• WHAT TO DO:
Pictures do not belong in the copy; quote every entry below exactly.

╔══

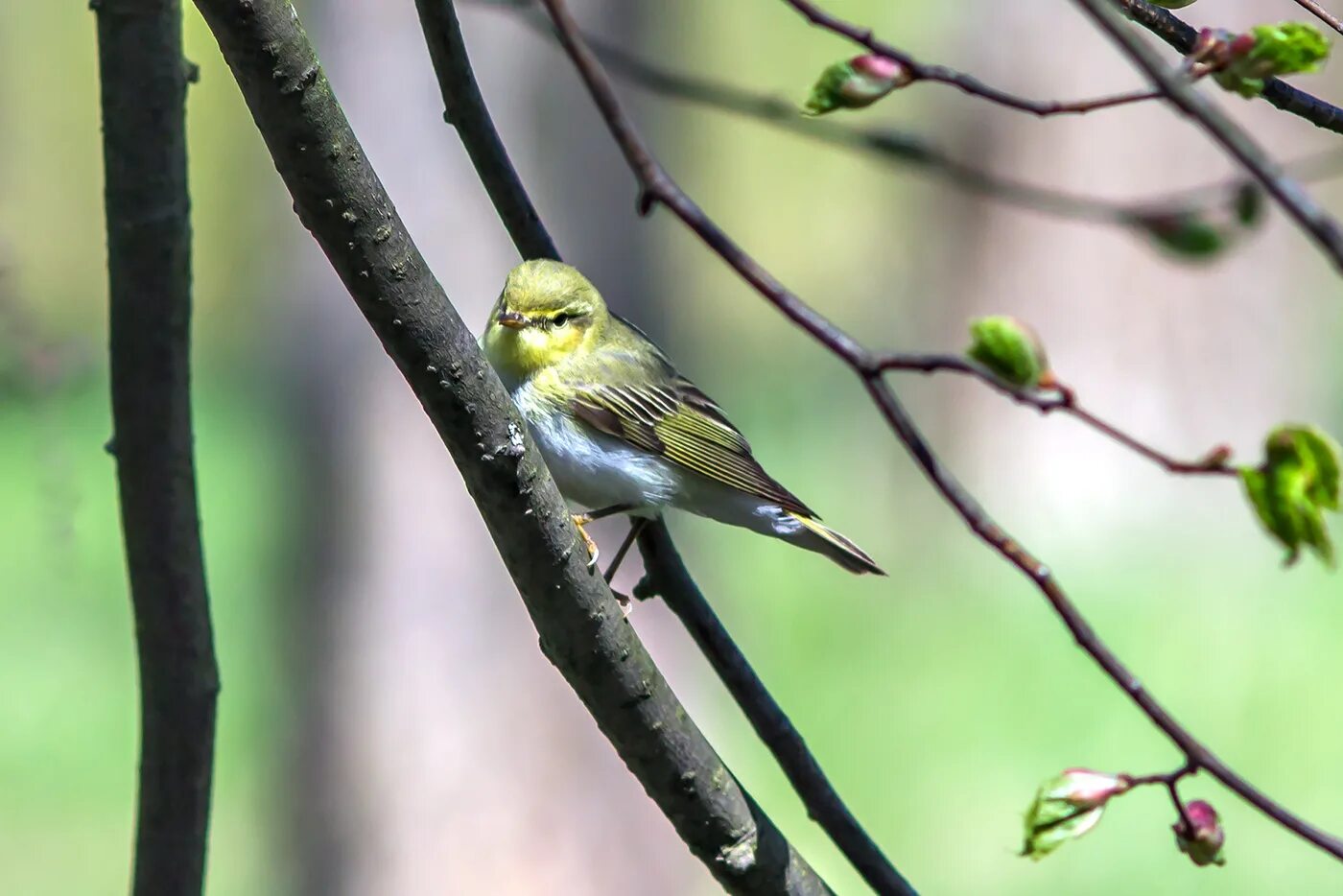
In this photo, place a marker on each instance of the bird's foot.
(580, 520)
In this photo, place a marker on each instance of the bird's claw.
(579, 519)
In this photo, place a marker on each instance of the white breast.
(593, 469)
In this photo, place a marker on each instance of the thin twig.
(658, 188)
(668, 577)
(463, 107)
(661, 560)
(903, 150)
(1306, 211)
(1063, 400)
(148, 211)
(580, 626)
(1170, 781)
(1168, 27)
(959, 80)
(1175, 86)
(1322, 13)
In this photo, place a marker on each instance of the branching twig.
(1174, 84)
(903, 150)
(144, 143)
(959, 80)
(581, 630)
(1175, 33)
(1306, 211)
(1058, 399)
(662, 563)
(1322, 13)
(658, 188)
(668, 577)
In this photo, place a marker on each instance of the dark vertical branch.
(581, 630)
(669, 578)
(667, 574)
(144, 90)
(463, 107)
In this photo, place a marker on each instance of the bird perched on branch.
(621, 430)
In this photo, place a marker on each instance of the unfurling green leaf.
(856, 83)
(1068, 806)
(1289, 492)
(1186, 234)
(1276, 50)
(1202, 837)
(1009, 348)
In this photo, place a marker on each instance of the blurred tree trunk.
(432, 737)
(1155, 344)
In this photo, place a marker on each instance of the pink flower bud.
(856, 83)
(1202, 837)
(882, 69)
(1087, 789)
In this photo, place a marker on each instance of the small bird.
(621, 430)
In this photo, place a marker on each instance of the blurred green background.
(387, 724)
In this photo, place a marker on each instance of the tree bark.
(144, 90)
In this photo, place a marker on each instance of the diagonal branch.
(1168, 27)
(669, 578)
(144, 141)
(1299, 205)
(959, 80)
(1171, 83)
(902, 150)
(658, 188)
(665, 573)
(1063, 400)
(581, 630)
(1322, 13)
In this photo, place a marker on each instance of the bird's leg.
(583, 519)
(635, 527)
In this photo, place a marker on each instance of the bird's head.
(547, 313)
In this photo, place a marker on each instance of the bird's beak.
(512, 319)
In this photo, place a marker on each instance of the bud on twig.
(1067, 808)
(1242, 62)
(1185, 234)
(1289, 492)
(856, 83)
(1199, 835)
(1010, 349)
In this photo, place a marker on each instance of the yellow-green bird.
(621, 430)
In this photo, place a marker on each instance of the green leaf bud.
(1010, 349)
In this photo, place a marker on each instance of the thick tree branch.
(658, 188)
(581, 630)
(144, 143)
(665, 573)
(463, 107)
(1168, 27)
(668, 577)
(1299, 205)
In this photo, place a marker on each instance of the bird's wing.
(668, 415)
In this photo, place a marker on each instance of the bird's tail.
(836, 547)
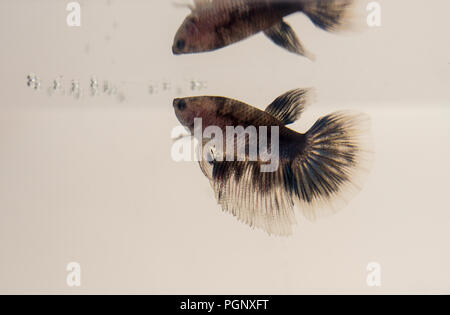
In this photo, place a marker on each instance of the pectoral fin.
(289, 106)
(283, 35)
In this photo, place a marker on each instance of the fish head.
(194, 35)
(189, 108)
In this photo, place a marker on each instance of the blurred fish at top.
(214, 24)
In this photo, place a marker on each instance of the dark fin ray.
(323, 173)
(330, 15)
(284, 36)
(289, 106)
(336, 155)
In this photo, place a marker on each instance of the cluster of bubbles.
(73, 88)
(33, 82)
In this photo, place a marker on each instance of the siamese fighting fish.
(214, 24)
(312, 170)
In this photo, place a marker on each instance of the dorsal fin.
(289, 106)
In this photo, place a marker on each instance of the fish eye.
(181, 105)
(181, 44)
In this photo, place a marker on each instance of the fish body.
(313, 168)
(214, 24)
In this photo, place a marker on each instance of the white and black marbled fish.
(315, 169)
(214, 24)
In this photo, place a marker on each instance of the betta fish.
(313, 170)
(214, 24)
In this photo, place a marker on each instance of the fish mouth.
(175, 51)
(179, 104)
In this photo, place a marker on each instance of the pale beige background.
(92, 180)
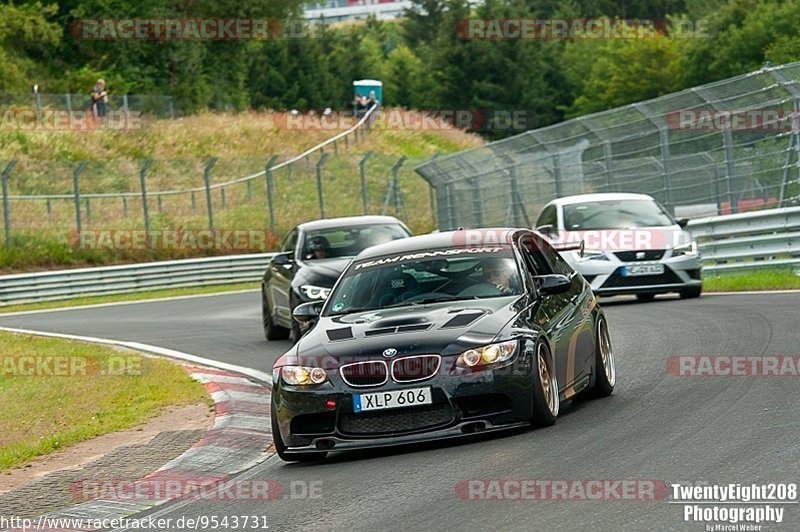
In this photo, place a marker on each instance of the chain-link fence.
(724, 147)
(145, 104)
(60, 199)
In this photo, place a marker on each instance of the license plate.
(642, 269)
(392, 399)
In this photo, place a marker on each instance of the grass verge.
(57, 392)
(767, 279)
(135, 296)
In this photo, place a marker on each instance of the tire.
(546, 401)
(691, 293)
(280, 448)
(271, 331)
(605, 369)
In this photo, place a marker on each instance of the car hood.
(444, 328)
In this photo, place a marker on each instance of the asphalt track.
(655, 427)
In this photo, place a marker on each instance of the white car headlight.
(689, 250)
(592, 254)
(486, 355)
(303, 375)
(315, 292)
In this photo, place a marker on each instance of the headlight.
(315, 292)
(592, 254)
(303, 376)
(689, 249)
(488, 354)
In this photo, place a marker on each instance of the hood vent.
(345, 333)
(401, 328)
(462, 320)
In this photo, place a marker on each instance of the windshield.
(337, 242)
(411, 279)
(619, 214)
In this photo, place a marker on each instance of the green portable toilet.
(365, 86)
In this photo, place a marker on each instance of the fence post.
(6, 207)
(207, 180)
(609, 161)
(665, 155)
(142, 174)
(729, 169)
(320, 164)
(268, 174)
(76, 192)
(363, 171)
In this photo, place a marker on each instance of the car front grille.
(616, 280)
(631, 256)
(363, 374)
(415, 368)
(396, 421)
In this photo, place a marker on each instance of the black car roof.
(333, 223)
(449, 239)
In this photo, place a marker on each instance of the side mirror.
(283, 259)
(554, 284)
(307, 311)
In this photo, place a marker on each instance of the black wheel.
(271, 331)
(545, 388)
(605, 369)
(691, 293)
(280, 448)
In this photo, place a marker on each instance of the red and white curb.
(238, 439)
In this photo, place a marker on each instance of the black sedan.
(429, 338)
(311, 258)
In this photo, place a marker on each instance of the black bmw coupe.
(435, 337)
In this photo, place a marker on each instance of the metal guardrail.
(769, 238)
(84, 282)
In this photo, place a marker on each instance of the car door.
(576, 346)
(280, 282)
(557, 310)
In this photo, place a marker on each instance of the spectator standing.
(99, 100)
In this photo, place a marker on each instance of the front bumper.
(463, 404)
(606, 276)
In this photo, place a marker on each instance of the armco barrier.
(66, 284)
(769, 238)
(731, 242)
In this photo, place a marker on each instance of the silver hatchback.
(631, 244)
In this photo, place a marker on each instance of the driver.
(318, 248)
(497, 273)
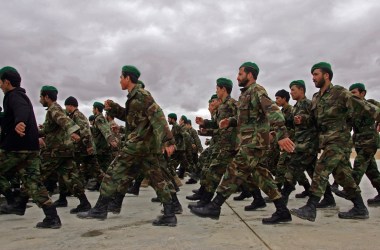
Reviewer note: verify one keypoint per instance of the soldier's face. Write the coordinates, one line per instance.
(319, 78)
(242, 78)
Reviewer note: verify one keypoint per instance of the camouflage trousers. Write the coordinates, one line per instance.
(126, 167)
(365, 163)
(66, 170)
(248, 168)
(334, 160)
(27, 164)
(217, 168)
(298, 164)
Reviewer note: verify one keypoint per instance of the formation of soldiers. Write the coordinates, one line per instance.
(254, 147)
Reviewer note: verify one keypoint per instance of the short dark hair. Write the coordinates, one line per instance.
(50, 93)
(283, 94)
(13, 77)
(251, 70)
(133, 77)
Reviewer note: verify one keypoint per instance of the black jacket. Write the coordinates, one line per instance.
(18, 108)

╚══

• EXERCISE RESPONSE:
In this photo, place a marker on each instance of the bird's foot.
(580, 520)
In this photo, place a marker on each instance of the bird's claw.
(579, 519)
In this photo, place a marker on each instance of the white breast.
(593, 469)
In this photo, place a marker on each instance of the thin twig.
(658, 188)
(668, 577)
(463, 107)
(661, 560)
(903, 150)
(1306, 211)
(1063, 400)
(148, 211)
(580, 626)
(1170, 781)
(1168, 27)
(959, 80)
(1175, 86)
(1322, 13)
In this photo, place a marker on each instance of the branching twig.
(1174, 84)
(903, 150)
(144, 143)
(959, 80)
(581, 630)
(1175, 33)
(1306, 211)
(1058, 399)
(662, 563)
(1322, 13)
(658, 188)
(668, 577)
In this photo, place a marker on each instance of the dark vertical branch.
(581, 630)
(669, 578)
(667, 574)
(144, 90)
(463, 107)
In this photo, place a marker on each instance of the bird perched on branch.
(621, 430)
In this photo, place a marker on each instance of the unfurling green leaf.
(856, 83)
(1068, 806)
(1289, 492)
(1186, 234)
(1276, 50)
(1202, 837)
(1009, 348)
In this photo, place a marker on each instance of the blurred tree trunk.
(432, 737)
(1155, 344)
In this photo, place a marker on each instance of the pink flower bud.
(856, 83)
(1202, 837)
(882, 69)
(1087, 789)
In this photo, place a marker on each instance of the small bird.
(621, 430)
In this photo, place a marker on each instance of the blurred green background.
(387, 724)
In this photo, place a marker on each instance of the tree bark.
(144, 90)
In this photo, place a marker on each instance of the diagonal branch.
(1168, 27)
(669, 578)
(144, 141)
(1299, 205)
(959, 80)
(1171, 83)
(902, 150)
(658, 188)
(665, 573)
(1063, 400)
(581, 630)
(1322, 13)
In this photo, place a marker on each instance of the bird's leg.
(583, 519)
(635, 527)
In this photo, place a marker on each instance of the bird's head.
(547, 313)
In this photo, place a marker on each instance of the bird's beak.
(512, 319)
In this photo, place a marker on each instance of the bud on twig.
(1067, 808)
(1242, 62)
(1185, 234)
(1289, 492)
(856, 83)
(1199, 835)
(1010, 349)
In this photo, place a marker on each instance of the yellow-green bird.
(621, 430)
In this photo, place a marker on each instance of the green leaf bud.
(1010, 349)
In this photo, place a marker on each instance of the thick tree branch.
(658, 188)
(581, 630)
(144, 143)
(665, 573)
(463, 107)
(1168, 27)
(668, 577)
(1299, 205)
In this photo, place a marker on each instance of the bird's wing.
(668, 415)
In this photo, place a marker on each instance of the bird's tail.
(836, 547)
In this photo, place a marker on each instance of the pectoral fin.
(289, 106)
(283, 35)
In this photo, place a marker on each instance of the fish head.
(194, 35)
(189, 108)
In this photo, place a marker on each instance of the blurred fish at top.
(214, 24)
In this photo, place a marker on each instance of the dark fin ray.
(323, 173)
(330, 15)
(284, 36)
(289, 106)
(336, 155)
In this photo, place a marker on each instance of the cluster of bubbles.
(73, 88)
(33, 82)
In this photo, place a marker on each instance of the siamese fighting fish.
(214, 24)
(312, 170)
In this photo, place a marker on each instance of the dorsal fin.
(289, 106)
In this photo, place a marker on each instance of the fish eye.
(181, 105)
(181, 44)
In this photo, place a marker on each instance of the fish body.
(313, 168)
(214, 24)
In this photo, place a marker on each instance of the white and black marbled fish.
(315, 169)
(214, 24)
In this photo, place a marker on each instance of the betta fish.
(313, 170)
(214, 24)
In this photo, place a marker on each instance of the fish mouth.
(175, 51)
(179, 104)
In this photo, place a marker on each instance of the pale beige background.
(92, 180)
In this photo, place a marker on each instance of the chain-link fence.
(724, 147)
(145, 104)
(60, 199)
In this photo, place a marker on each instance of the license plate.
(642, 269)
(392, 399)
In this photo, place a marker on each instance of the grass verge.
(57, 392)
(767, 279)
(135, 296)
In this photo, place a marker on each instance of the tire.
(546, 401)
(691, 293)
(280, 448)
(271, 331)
(605, 369)
In this photo, place a marker on each instance of the car hood.
(444, 328)
In this photo, place a marker on each instance of the asphalt track.
(655, 427)
In this photo, place a marker on each instance of the white car headlight.
(689, 250)
(592, 254)
(486, 355)
(303, 375)
(315, 292)
In this photo, place a marker on each instance of the headlight.
(315, 292)
(592, 254)
(303, 376)
(689, 249)
(488, 354)
In this photo, place a marker on each instance of the hood vent.
(345, 333)
(401, 328)
(462, 320)
In this photo, place a marker on each instance of the windshield.
(337, 242)
(411, 279)
(619, 214)
In this photo, place a marker on each instance of the green portable toilet.
(365, 86)
In this photo, place a marker on each instance of the fence post.
(6, 207)
(207, 180)
(609, 161)
(665, 155)
(142, 174)
(729, 169)
(320, 164)
(268, 174)
(76, 192)
(363, 171)
In this photo, place a marker on each instance of the car front grille.
(616, 280)
(631, 256)
(363, 374)
(415, 368)
(396, 421)
In this photo, place a marker on each instance of the black car roof.
(333, 223)
(449, 239)
In this photo, place a marker on each instance of the side mirror.
(283, 259)
(554, 284)
(307, 311)
In this photo, place a marker on each instance of the black wheel.
(271, 331)
(545, 388)
(605, 369)
(691, 293)
(280, 448)
In this photo, place a marker on each instance of the red and white curb.
(238, 439)
In this photo, place a marker on each instance of the black sedan.
(429, 338)
(311, 258)
In this photo, place a marker on each instance of the black bmw coupe.
(435, 337)
In this photo, place a marker on each instance of the metal guardrail.
(769, 238)
(84, 282)
In this photo, place a marker on each instance of the car door.
(576, 346)
(280, 282)
(557, 310)
In this photo, place a marker on each instance of the spectator standing.
(99, 100)
In this photo, place a marker on each instance of the front bumper.
(463, 404)
(606, 276)
In this photo, place a marker on each instance of the armco barrier.
(66, 284)
(769, 238)
(731, 242)
In this photo, place a marker on each instance of the silver hatchback.
(631, 244)
In this photo, place a marker on each instance of the driver.
(318, 248)
(497, 273)
Reviewer note: verify one keypoint per instance of the soldier's face. Write the coordinates, one line per instance.
(319, 78)
(242, 78)
Reviewer note: verify one keypoint per instance of the camouflage trousers. Write the coordinates, one line per instance.
(126, 167)
(365, 163)
(66, 170)
(248, 168)
(334, 160)
(27, 164)
(217, 168)
(298, 164)
Reviewer note: verify one keypoint per instance of the formation of soldiers. Write the coordinates, one line per instance.
(254, 147)
Reviewer note: verify one keypoint per instance of the short dark hair. Write the coordinates, one line per instance.
(50, 93)
(283, 94)
(13, 77)
(251, 70)
(133, 77)
Reviewer note: verify one keypoint per instance of the black jacket. Write the coordinates, one line per instance.
(18, 108)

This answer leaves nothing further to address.